## Records from a collection:
= = = = = = =
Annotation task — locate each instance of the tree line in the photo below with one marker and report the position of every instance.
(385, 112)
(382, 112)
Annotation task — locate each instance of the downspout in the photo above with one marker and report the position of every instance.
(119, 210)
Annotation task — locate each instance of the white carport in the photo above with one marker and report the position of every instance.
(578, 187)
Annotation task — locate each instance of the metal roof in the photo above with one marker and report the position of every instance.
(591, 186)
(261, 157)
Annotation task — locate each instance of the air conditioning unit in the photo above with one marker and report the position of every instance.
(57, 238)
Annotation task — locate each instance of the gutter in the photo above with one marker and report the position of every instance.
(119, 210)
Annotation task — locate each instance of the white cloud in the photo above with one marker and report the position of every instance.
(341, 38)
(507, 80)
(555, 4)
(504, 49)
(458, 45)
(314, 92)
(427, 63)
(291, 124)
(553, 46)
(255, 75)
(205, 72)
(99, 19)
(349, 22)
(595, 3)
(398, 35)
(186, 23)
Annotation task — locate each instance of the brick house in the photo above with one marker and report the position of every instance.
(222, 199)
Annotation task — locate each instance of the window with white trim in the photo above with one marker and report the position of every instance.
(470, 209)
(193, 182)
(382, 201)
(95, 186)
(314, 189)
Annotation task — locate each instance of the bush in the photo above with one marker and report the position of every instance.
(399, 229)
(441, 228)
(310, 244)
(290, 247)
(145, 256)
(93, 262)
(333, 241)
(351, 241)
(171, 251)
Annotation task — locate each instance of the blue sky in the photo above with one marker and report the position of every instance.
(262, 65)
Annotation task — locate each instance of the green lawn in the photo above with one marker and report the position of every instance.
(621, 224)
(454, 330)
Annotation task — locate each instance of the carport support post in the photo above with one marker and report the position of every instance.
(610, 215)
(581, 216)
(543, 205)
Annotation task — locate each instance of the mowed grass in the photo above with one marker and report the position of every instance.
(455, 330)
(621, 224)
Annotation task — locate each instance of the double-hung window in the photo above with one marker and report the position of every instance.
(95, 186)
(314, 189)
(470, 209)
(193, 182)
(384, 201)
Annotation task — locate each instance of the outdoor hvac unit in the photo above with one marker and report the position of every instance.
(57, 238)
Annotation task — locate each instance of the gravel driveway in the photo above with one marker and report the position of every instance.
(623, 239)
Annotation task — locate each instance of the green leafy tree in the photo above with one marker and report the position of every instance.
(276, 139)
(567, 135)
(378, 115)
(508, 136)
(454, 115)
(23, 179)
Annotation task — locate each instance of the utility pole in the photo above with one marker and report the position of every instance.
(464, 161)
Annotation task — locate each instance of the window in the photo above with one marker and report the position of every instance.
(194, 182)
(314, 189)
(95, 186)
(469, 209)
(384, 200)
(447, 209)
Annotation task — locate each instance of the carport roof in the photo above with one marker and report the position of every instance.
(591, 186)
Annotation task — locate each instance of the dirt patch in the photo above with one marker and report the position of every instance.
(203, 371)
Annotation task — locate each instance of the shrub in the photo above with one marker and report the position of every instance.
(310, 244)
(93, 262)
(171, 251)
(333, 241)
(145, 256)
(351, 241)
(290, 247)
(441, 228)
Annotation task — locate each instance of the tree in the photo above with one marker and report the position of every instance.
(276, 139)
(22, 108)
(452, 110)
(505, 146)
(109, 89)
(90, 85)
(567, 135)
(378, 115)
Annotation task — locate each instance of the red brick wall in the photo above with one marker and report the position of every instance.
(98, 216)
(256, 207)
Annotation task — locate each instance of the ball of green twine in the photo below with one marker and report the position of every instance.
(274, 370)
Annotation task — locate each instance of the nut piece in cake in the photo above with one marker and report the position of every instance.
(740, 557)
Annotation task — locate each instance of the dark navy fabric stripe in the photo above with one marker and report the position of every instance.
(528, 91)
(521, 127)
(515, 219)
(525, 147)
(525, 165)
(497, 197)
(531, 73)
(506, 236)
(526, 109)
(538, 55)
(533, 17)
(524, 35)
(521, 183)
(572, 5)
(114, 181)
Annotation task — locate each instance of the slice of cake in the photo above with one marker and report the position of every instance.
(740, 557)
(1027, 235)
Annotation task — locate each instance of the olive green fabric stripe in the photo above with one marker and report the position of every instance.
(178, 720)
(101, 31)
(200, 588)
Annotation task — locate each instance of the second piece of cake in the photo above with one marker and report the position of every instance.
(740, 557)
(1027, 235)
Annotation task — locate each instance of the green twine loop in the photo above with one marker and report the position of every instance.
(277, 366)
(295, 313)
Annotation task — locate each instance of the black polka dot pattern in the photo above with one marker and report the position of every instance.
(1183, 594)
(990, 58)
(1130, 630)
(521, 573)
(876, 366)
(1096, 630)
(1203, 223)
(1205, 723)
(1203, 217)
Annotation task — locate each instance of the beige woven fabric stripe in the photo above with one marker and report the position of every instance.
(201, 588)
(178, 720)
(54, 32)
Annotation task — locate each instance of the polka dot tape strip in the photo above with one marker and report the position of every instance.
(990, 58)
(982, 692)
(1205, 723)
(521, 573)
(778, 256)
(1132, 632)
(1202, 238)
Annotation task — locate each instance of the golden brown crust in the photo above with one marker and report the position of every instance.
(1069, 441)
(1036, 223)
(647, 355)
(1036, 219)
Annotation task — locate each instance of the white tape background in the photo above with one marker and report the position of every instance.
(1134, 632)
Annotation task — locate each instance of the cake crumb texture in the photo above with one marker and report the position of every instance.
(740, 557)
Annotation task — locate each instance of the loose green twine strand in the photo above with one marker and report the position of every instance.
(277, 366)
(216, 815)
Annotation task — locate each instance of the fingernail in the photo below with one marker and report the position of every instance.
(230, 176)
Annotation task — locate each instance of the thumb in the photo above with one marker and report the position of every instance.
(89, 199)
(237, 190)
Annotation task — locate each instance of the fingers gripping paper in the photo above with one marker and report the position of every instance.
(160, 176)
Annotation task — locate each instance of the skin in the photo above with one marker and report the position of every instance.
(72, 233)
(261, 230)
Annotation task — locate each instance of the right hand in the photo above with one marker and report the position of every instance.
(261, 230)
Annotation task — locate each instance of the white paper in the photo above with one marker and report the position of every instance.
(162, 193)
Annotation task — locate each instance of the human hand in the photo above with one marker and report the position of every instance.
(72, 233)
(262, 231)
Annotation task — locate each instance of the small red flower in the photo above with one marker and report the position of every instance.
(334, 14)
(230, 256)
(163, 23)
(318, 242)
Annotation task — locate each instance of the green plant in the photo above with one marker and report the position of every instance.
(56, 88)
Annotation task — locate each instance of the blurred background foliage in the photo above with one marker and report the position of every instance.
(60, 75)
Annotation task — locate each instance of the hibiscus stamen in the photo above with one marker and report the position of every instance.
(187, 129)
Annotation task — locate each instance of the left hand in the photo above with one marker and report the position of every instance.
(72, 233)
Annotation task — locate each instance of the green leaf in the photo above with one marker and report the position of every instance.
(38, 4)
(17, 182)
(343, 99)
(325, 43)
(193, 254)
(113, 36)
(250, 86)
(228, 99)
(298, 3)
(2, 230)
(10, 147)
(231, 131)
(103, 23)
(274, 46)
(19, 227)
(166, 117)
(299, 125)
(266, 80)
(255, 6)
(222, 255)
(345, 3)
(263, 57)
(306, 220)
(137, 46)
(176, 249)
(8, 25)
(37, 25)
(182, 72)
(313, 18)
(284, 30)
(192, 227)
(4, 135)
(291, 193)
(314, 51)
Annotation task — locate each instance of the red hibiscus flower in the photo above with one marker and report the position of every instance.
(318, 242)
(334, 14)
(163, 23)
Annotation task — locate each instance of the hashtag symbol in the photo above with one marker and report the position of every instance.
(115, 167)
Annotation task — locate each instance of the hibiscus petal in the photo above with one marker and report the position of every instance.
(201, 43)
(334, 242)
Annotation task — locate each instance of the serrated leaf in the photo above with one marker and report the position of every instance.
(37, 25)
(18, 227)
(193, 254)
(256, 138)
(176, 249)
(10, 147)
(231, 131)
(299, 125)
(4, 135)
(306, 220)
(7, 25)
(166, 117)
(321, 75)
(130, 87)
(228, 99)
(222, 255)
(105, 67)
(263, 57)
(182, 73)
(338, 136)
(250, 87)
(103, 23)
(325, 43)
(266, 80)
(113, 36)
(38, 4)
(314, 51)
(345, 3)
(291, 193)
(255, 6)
= = = = = = =
## GIVEN INSTRUCTION:
Repeat exactly the lines from the line containing "Annotation task — locate each instance of the blurred" through the last line of the records above, including both, and nothing else.

## EXERCISE SOLUTION:
Annotation task — locate each instance of the blurred background foliage in the photo above with one marker and report the position of every instance.
(60, 75)
Annotation task — locate each instance of the hibiscus stamen in the photo above with one marker and report the position of every instance.
(187, 129)
Annotation task — locate each instance of the left hand in the photo above with one marker and report the position of every instance.
(72, 233)
Annotation task — locate each instance of the green leaf in the photo above with one marker and report the position of every instance.
(38, 4)
(17, 182)
(343, 99)
(325, 43)
(193, 254)
(113, 36)
(250, 86)
(228, 99)
(298, 3)
(2, 230)
(10, 147)
(231, 131)
(103, 23)
(274, 46)
(19, 227)
(166, 117)
(299, 125)
(266, 80)
(255, 6)
(222, 255)
(345, 3)
(263, 57)
(306, 220)
(137, 46)
(176, 249)
(8, 25)
(37, 25)
(182, 72)
(313, 18)
(284, 30)
(192, 227)
(4, 135)
(291, 193)
(314, 51)
Annotation task — locate each instance of the red hibiscus flower in the photo above with one marker and report the position of every instance.
(318, 242)
(334, 14)
(163, 23)
Annotation task — locate each instance of the hashtag symbol in the photo above with one marker and report the position of every instance.
(115, 167)
Annotation task — locate each instance of the hibiscus petal in the photo above with one marker and report the position of every instance.
(201, 43)
(334, 242)
Annotation task — locate each instance of the serrated leaf in the photo above with one marker and report the position of every instance.
(37, 25)
(18, 227)
(193, 254)
(256, 138)
(176, 249)
(10, 147)
(231, 131)
(299, 125)
(4, 135)
(306, 220)
(7, 25)
(166, 117)
(321, 75)
(130, 87)
(228, 99)
(222, 255)
(105, 67)
(263, 57)
(182, 73)
(338, 136)
(250, 87)
(103, 23)
(325, 43)
(266, 80)
(113, 36)
(38, 4)
(314, 51)
(345, 3)
(291, 193)
(255, 6)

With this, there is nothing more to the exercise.